* **What you should do**
Skip the pictures and return every entry exactly as written.
--- Data for this task Enclosed Below ---
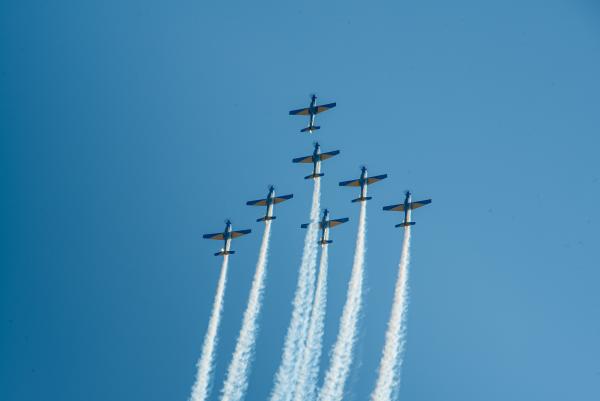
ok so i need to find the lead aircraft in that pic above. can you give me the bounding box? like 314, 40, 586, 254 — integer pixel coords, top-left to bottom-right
339, 166, 388, 202
203, 220, 251, 256
382, 191, 432, 227
246, 185, 293, 222
301, 209, 349, 246
289, 94, 336, 133
292, 142, 340, 179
--- End of Enclosed Data for this task ---
* **Answer to the problem**
ok so i need to find the lead aircraft in that pic above. can you give me the bounding box? like 314, 40, 586, 254 — integer pixel coords, top-left to bottom-right
339, 166, 388, 202
203, 220, 251, 256
382, 191, 432, 227
246, 185, 293, 222
301, 209, 349, 246
289, 94, 336, 133
292, 142, 340, 179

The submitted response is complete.